#### 記事抜粋
メモ

地元に愛されながら厳しい状況を生き抜いてきた独立系レコードショップが「ロックする」ために採った戦略


幅広い音楽の知識を持つ店主がいて、こだわりの強い音楽ファンが集うレコードショップがかつてはどの街にも1軒ぐらいはあったものですが、大手資本によるチェーン店の台頭、そして音楽がダウンロード販売されるようになって昔ながらのレコードショップは次々と姿を消しています。かつての隆盛の時代を経て低迷し、再び再建に向けた取り組みを進めているレコードショップの取り組みが語られています。

What It Takes for an Independent Record Store to Survive Now | Pitchfork
http://pitchfork.com/features/article/9927-what-it-takes-for-an-independent-record-store-to-survive-now/

2016年4月16日(土)、アメリカ・オハイオ州の州都コロンバスにあるレコードショップ「Used Kids」では、早朝から開店に向けての準備が忙しく進められていました。この日は、「レコードショップに出向き、レコードを手にする面白さや音楽の楽しさを共有する祭典」として世界中のレコード店で実施されるイベント「レコード・ストア・デイ (Record Store Day)」で、イベントに参加しているUsed Kidsでも多くの客を迎えるための準備が行われていました。

「Used Kids」は30年の歴史を持つ店で、現在のオーナーは54歳のグレッグ・ホール氏。イベント当日は8時に開店し、来店客には無料のドーナツやコーヒー、ピザや冷たいビールなどが振る舞われ、店内のステージではインディーズのロックバンドやラッパーによるパフォーマンスが行われてよい雰囲気に包まれました。午後になっても店内は人と音楽でいっぱいで、レコードショップが活気に満ちあふれていた1990年代をほうふつとさせる空気が漂っていたとのこと。他のレコードショップの多分に漏れず、Used Kidsも90年代はCDによる好景気の恩恵を受けており、1996年と1997年には年間の収益が100万ドル(1億円レベル)に達した時期もあったそうです。


しかし2000年代に入り、他のショップと同様にUsed Kidsも厳しい時代を迎えます。2001年に店が全焼する火事を出したこともありました。火事の後に店を再オープンすることはできましたが、やはり売上は伸び悩み、従来からのスタッフが去ったり、解雇せざるを得ない状況にもなりました。
########
#### 記録一覧
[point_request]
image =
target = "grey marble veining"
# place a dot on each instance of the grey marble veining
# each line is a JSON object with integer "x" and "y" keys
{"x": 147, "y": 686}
########
# 練習問題
1 - 記事の『「Used Kids」は30年の歴史を持つ店で』で始まる段落を、主な事実を残して箇条書きに書き直してください。
2 - 記事の中で、イベント当日にUsed Kidsの来店客へ無料で振る舞われたと書かれている飲食物をすべて挙げてください。

# 解答例
1 -
- Used Kidsは30年の歴史を持つ店で、現在のオーナーは54歳のグレッグ・ホール氏。
- イベント当日は8時に開店し、来店客に無料のドーナツ、コーヒー、ピザ、冷たいビールなどが振る舞われた。
- 店内のステージでは、インディーズのロックバンドやラッパーがパフォーマンスを行った。
- 午後も店内は人と音楽でいっぱいで、1990年代をほうふつとさせる空気が漂っていた。
- 90年代はCDによる好景気の恩恵を受け、1996年と1997年には年間収益が100万ドル(1億円レベル)に達した。

2 -
- ドーナツ
- コーヒー
- ピザ
- 冷たいビール